**What to produce**
Output each line exactly as it appears, skipping any embedded picture.

======== Input ========

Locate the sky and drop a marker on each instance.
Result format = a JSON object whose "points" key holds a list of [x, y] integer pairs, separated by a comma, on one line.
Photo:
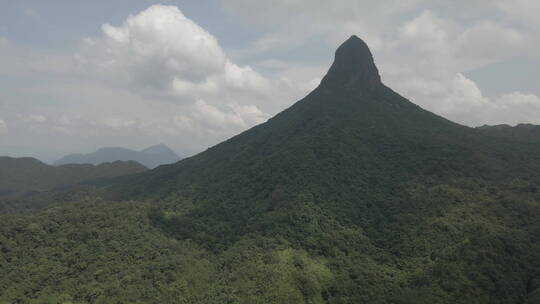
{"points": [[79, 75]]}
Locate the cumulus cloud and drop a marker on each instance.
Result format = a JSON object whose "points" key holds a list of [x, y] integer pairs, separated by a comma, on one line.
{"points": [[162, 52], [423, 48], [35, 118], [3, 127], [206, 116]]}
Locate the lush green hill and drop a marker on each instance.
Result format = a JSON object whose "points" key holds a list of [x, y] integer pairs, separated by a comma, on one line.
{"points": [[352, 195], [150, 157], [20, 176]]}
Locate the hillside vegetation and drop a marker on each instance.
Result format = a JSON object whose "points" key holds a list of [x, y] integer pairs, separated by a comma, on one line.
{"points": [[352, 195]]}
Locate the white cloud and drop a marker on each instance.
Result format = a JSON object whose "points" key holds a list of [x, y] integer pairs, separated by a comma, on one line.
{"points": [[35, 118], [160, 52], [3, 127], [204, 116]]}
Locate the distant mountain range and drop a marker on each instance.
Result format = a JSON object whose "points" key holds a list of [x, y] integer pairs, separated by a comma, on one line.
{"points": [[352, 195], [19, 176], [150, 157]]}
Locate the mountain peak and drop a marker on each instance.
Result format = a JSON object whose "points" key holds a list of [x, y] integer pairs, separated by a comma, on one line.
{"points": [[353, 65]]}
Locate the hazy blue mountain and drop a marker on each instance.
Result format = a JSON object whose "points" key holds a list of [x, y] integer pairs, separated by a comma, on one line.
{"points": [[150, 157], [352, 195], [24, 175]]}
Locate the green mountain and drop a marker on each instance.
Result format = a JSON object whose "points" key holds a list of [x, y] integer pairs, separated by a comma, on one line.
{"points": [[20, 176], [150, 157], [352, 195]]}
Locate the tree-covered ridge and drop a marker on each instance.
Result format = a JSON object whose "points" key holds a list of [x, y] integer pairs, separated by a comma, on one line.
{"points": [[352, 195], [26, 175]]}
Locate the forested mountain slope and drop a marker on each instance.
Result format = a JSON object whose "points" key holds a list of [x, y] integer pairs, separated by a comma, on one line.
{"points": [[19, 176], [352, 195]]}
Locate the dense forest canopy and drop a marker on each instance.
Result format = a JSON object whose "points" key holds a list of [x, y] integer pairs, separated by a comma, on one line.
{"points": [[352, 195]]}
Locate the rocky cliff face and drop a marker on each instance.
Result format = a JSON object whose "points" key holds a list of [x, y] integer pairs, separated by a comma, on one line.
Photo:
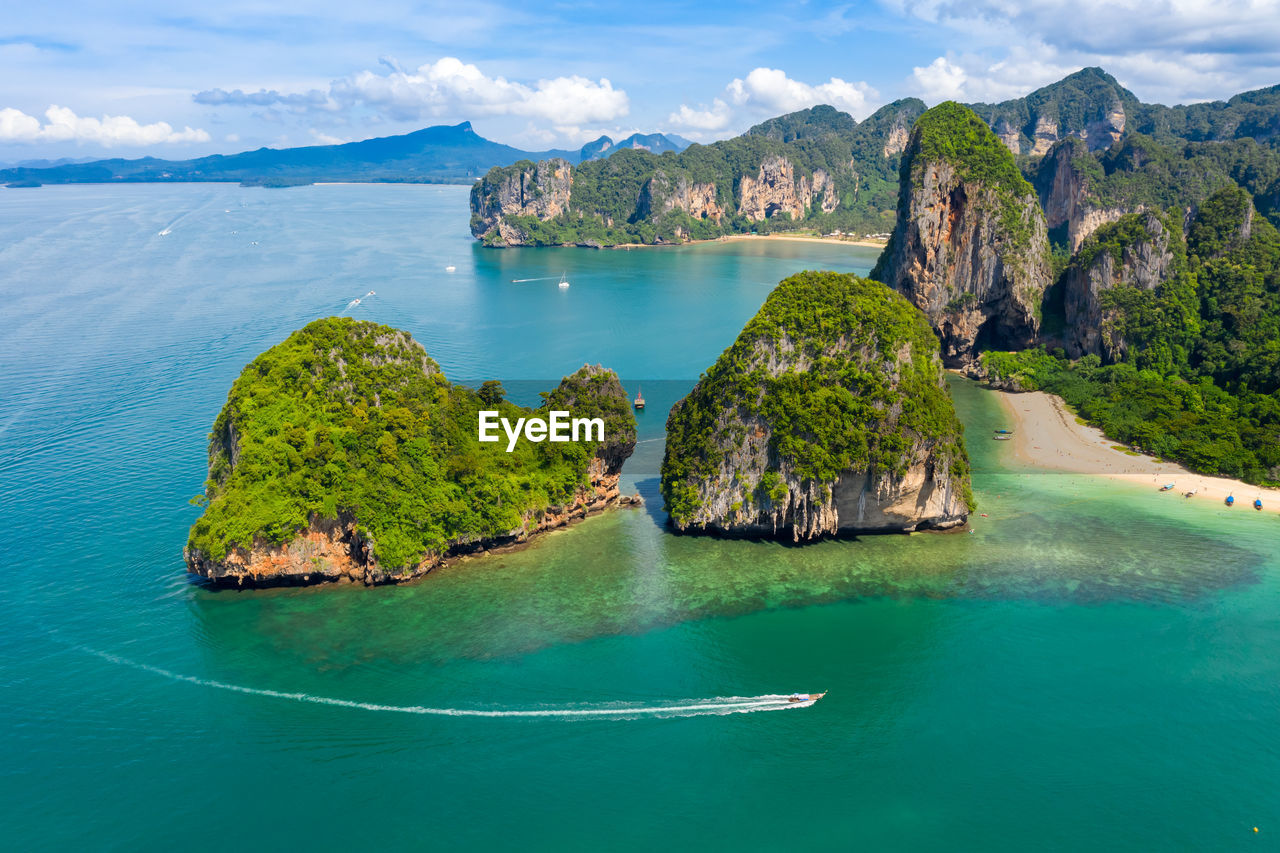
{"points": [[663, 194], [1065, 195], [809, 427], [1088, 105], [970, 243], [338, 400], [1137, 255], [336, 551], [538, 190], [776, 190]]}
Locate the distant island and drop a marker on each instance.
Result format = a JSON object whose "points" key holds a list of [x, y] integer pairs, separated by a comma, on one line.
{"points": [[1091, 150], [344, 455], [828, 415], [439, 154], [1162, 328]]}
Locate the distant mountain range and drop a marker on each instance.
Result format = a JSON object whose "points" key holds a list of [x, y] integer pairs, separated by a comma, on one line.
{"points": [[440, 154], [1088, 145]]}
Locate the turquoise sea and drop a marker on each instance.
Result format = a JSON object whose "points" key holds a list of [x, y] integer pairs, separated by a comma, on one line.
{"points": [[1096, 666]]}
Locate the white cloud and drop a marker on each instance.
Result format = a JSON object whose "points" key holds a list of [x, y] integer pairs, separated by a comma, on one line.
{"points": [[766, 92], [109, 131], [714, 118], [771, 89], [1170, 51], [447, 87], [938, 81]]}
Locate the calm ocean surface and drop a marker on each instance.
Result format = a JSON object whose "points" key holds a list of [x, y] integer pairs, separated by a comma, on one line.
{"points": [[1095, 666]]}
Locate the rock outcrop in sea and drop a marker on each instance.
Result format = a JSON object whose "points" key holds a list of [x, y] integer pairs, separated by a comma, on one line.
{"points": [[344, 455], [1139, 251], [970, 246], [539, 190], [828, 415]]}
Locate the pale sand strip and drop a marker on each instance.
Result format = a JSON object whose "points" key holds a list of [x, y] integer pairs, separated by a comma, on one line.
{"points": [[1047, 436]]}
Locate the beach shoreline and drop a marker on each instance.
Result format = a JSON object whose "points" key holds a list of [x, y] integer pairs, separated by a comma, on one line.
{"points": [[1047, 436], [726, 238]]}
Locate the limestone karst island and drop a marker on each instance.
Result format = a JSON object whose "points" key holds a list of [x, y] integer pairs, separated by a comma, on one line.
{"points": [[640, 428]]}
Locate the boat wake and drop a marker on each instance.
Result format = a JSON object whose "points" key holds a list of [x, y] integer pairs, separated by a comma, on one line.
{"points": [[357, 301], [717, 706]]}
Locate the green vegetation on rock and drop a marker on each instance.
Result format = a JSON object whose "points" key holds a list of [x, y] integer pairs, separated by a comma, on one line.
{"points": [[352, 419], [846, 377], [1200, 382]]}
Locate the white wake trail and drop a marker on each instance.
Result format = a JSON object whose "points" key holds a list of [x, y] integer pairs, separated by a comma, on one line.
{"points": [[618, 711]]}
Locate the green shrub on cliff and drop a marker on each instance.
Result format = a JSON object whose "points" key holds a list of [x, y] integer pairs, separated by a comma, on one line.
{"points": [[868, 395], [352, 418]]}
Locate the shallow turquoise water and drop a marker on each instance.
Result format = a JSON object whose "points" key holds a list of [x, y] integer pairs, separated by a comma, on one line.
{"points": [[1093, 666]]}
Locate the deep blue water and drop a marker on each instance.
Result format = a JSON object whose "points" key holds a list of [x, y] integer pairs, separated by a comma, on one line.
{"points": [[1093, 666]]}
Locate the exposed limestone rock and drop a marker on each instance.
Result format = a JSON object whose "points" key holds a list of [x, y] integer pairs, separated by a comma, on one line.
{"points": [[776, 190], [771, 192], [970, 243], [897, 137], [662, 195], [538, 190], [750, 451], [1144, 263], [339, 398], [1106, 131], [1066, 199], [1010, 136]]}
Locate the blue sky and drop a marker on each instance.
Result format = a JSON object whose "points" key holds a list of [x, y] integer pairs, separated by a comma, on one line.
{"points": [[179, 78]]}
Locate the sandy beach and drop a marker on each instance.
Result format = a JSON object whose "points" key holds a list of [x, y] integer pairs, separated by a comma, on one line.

========

**Response to this exercise**
Locate the sky and drop a marker on each instance.
Result format = a JSON object whose "points" key holds a list of [x, y] integer pairs, separated by a comma, on one line.
Photo:
{"points": [[79, 75]]}
Locate the cumulus cloud and drop a marker on each instance.
Result format = a JSON object whose "points" key holds a list of [x, y] integer pairs, separated by a comma, on one line.
{"points": [[162, 52], [423, 48], [35, 118], [3, 127], [206, 116]]}
Locate the lush green hill and drop a marker on each instance.
Result format = a JSON object whose "points" key holds a list of [x, y] integer pairs, separated by a comma, on one line.
{"points": [[352, 195], [150, 157], [20, 176]]}
Locate the hillside vegetation and drop a marker on each instance.
Result format = a JSON object whose "points" key holds a list of [x, y] integer pairs, separated by a comma, on one line.
{"points": [[352, 195]]}
Locate the white cloud and drop a marker on each instance.
Result format = a JSON object whose "points" key holds a list of [x, y] integer pairs, separated by a comma, on one line.
{"points": [[35, 118], [160, 52], [3, 127], [204, 116]]}
Locate the distant mountain range and drop a marker on each instance.
Result format = a JSON object whose "points" key holds a list of [x, y] integer pairs, separated by a comma, on one line.
{"points": [[352, 195], [19, 176], [150, 157]]}
Locate the mountain peak and drop a marker on each instance.
Result format = a JSON object whose "points" key holds a list of [x, y] integer pairs, separated by a comma, on one line.
{"points": [[353, 65]]}
Locate the hazy blue mountain and drop a marker on each instance.
Result format = a JSON object whose "points" key holds a list of [x, y] integer pairs, separated by a comma, on one line.
{"points": [[150, 157], [352, 195], [24, 175]]}
Locate the green mountain and drop a marker on each instance.
Result format = a JSON object whose "points" key holds a list of [x, y] integer pairs, separated by a comma, on one line.
{"points": [[20, 176], [150, 157], [352, 195]]}
Locate the tree-covered ridge and drop a marker on each instance.
Result format = a JSON object whose "points" key holds a list of [x, y] integer pairs, separated by a comma, on one line.
{"points": [[352, 195], [26, 175]]}
Locate the forested mountain slope and drop a marker on each instance.
Result format = a JSON object whose "points" key holds a list of [x, y] integer pairs, separated by a comma, on one line.
{"points": [[19, 176], [352, 195]]}
Locate the dense forest canopy and drop a marker on each instance.
Result format = a JSON object whose "points" key holds a list of [x, y] integer pairs, separated by a comma, on one line.
{"points": [[352, 195]]}
Locate the rocky cliff face and drop a marker on each instance.
Result format = a JSON object whose "points" key holds a list of [x, y] integer pairs, separated by a comma, on one line.
Photo:
{"points": [[663, 194], [1065, 195], [809, 427], [1088, 105], [970, 243], [338, 400], [1137, 255], [336, 551], [538, 190], [776, 190]]}
Locate the distant island and drop a marker on each instance.
Result format = a JSON object whose "points" key holds a list of [x, y] integer pairs, separated by a comma, on one line.
{"points": [[1091, 150], [344, 455], [828, 415], [439, 154], [1162, 328]]}
Locate the distant mountain range and drop a marker on each instance.
Result format = a JSON object whose "points" key holds a list of [x, y] integer pairs, separated by a comma, on one line.
{"points": [[440, 154], [1088, 145]]}
Locate the turquoise sea and drop a marker on each instance.
Result format = a JSON object whose "points" key holds a list of [x, y] integer pairs, separated by a comma, on one line.
{"points": [[1096, 666]]}
Locate the white cloud and drop a marker on each instance.
Result format = a JSON object whose "points" key holds a list of [x, y] integer pairs, separated by a comma, on one line.
{"points": [[766, 92], [109, 131], [714, 118], [771, 89], [1170, 51], [447, 87], [938, 81]]}
Locate the calm ocean surface and drop a marker on each instance.
Result format = a JSON object whose "points" key holds a list of [x, y] integer pairs, separated by a comma, on one line.
{"points": [[1095, 666]]}
Locate the rock outcrop in sea and drop a marker on each instance.
Result format = a JSON object whose "points" key holds a list of [x, y] integer pairs, separated by a comma, on one line.
{"points": [[344, 455], [1139, 251], [970, 246], [539, 190], [828, 415]]}
Locate the pale sand strip and drop a marker on each instance.
Result format = a JSON object whose "points" key holds a list of [x, y] integer pairs, separated by a comma, on one line.
{"points": [[1047, 436]]}
Locate the beach shoreline and drop a marker on each instance.
Result format = a JSON object whose "points" key holds a list of [x, y] integer pairs, separated by a comma, on one line.
{"points": [[1047, 436], [726, 238]]}
Locate the limestone karst island and drop a marker on each instance.
Result format = a JSON object whose "points" key holds a list of [x, y] integer pairs, separated by a comma, on one line.
{"points": [[640, 428]]}
Locate the boat wake and drop a marker on each instance.
Result format = a JSON object whose "points" key holds a list of [x, y] integer pairs, separated by a comma, on one line.
{"points": [[357, 301], [717, 706]]}
Locate the green vegetation on rock and drop a marker on each instance.
Result format = a JSON object whose "points" key holds a list of [x, y] integer pairs, separated by a comma, on one line.
{"points": [[352, 419], [846, 377], [1200, 382]]}
Locate the white wake trail and drop a marker on each instance.
Result format = a JSON object whose "points" key holds a list of [x, y] integer pairs, separated by a comma, on one line.
{"points": [[618, 711]]}
Locate the green shrub on cliff and drop a marker on each instance.
Result format = a JSON object whose "points" key holds a list of [x, y] integer pairs, separated by a comma, on one line.
{"points": [[868, 395], [352, 418]]}
Locate the shallow turquoise water and drop a marker on each instance.
Result format = a JSON object whose "points" key holds a list of [x, y] integer pairs, separated by a comma, on one line.
{"points": [[1093, 666]]}
Locate the deep blue water and drop a marker on each instance.
Result format = a JSON object whose "points" key holds a list of [x, y] integer pairs, separated by a comma, on one line.
{"points": [[1093, 666]]}
Locate the exposed limestone rock and drop a marker on each instance.
Result format = a JSON object whose "points" key holds a list of [x, y] integer pairs, separated by a comma, on one line.
{"points": [[776, 190], [771, 192], [970, 243], [897, 137], [662, 195], [538, 190], [750, 451], [1144, 263], [339, 398], [1106, 131], [1066, 199], [1010, 136]]}
Locate the blue sky and drop a marker on each instance.
Result format = a JSON object whose "points" key holds a list of [x, y] integer pairs, separated by a comma, on one line.
{"points": [[179, 78]]}
Locate the sandy beach and drop a marker on each instance.
Result format = a JSON object whose "points" key holds a list of [x, y] integer pairs, separated by a comma, on one line.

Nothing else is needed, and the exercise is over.